■ **Data provided**:

------------------------------------

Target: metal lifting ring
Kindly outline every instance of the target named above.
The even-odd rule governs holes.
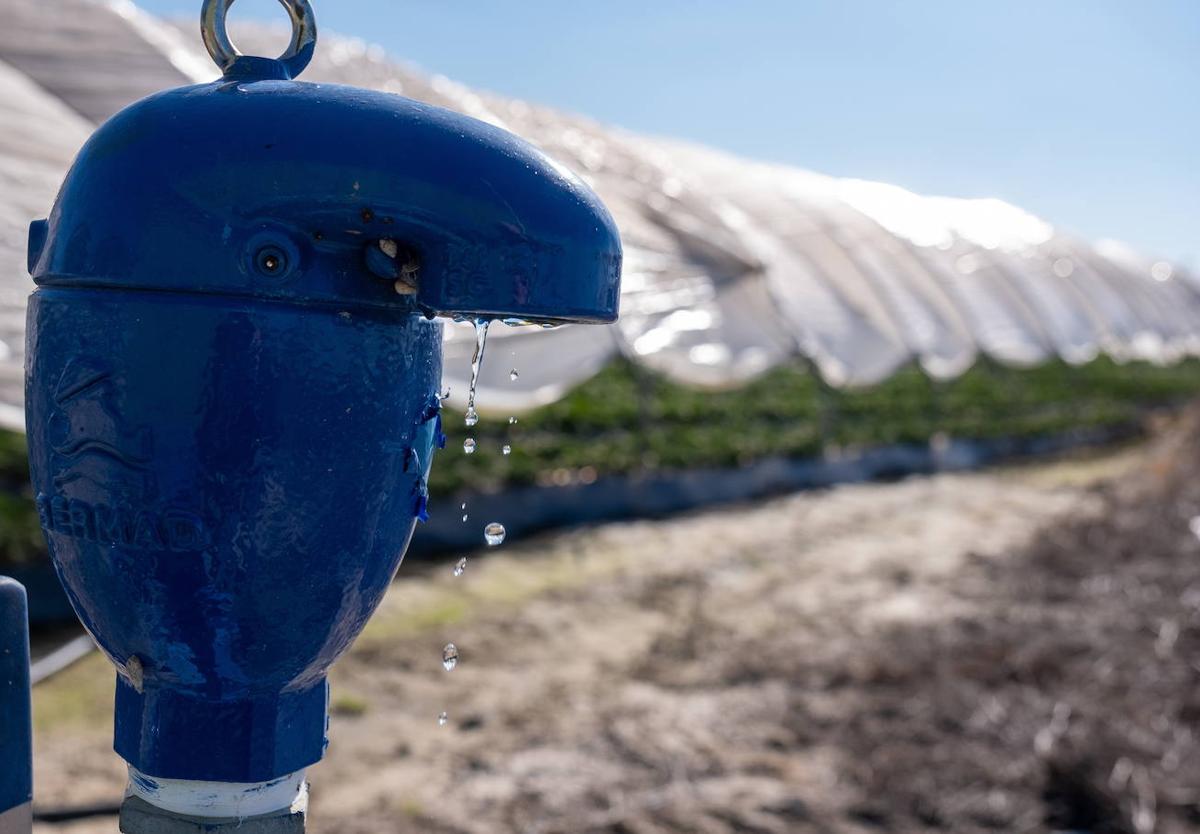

------------------------------------

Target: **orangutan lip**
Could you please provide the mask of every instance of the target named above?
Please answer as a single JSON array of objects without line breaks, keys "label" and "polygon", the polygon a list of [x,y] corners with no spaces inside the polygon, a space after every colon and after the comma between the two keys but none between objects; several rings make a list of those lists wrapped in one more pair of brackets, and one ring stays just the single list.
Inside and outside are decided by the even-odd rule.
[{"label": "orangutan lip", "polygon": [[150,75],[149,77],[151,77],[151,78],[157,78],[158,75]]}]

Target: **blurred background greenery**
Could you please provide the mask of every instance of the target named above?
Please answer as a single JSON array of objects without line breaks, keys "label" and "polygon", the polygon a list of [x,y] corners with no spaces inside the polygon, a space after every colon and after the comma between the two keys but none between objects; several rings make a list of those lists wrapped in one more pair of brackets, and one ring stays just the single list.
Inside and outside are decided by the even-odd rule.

------------------------------------

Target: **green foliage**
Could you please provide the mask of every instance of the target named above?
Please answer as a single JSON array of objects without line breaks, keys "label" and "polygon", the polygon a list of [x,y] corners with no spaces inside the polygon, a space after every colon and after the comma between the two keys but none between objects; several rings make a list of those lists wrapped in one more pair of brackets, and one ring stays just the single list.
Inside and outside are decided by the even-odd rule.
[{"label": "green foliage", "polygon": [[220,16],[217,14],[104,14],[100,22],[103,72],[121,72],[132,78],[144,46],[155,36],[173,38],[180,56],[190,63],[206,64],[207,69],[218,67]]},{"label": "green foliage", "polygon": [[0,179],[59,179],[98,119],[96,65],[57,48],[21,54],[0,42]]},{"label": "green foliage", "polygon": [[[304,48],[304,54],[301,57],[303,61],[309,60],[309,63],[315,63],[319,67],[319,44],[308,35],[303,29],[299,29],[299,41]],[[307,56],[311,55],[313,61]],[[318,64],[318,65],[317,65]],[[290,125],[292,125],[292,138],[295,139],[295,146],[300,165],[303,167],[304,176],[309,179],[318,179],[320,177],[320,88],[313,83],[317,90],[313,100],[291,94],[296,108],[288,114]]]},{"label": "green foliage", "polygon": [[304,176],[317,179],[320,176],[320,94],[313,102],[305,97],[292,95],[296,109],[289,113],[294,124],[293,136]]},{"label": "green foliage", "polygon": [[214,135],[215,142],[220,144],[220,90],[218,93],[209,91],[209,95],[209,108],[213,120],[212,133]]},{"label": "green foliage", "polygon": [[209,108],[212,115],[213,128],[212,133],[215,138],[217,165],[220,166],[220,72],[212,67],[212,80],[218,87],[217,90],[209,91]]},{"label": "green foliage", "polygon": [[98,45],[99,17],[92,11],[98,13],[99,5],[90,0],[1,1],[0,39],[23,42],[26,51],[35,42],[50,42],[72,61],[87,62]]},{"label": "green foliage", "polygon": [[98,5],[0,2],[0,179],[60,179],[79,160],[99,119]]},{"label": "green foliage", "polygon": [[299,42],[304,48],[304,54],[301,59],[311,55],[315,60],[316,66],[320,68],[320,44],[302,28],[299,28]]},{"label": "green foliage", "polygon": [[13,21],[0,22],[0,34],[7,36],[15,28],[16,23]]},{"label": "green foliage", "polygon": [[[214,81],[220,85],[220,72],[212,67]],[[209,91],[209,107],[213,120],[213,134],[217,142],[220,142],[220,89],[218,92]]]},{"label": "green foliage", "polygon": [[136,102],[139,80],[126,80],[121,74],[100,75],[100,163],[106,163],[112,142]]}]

------------------------------------

Of the entries above, repeat exactly the lines from the line with "Target: metal lifting ring" through the line with "The even-odd rule governs holes.", both of them included.

Target: metal lifting ring
Kindly outline every instance of the target named above.
The even-odd rule governs holes.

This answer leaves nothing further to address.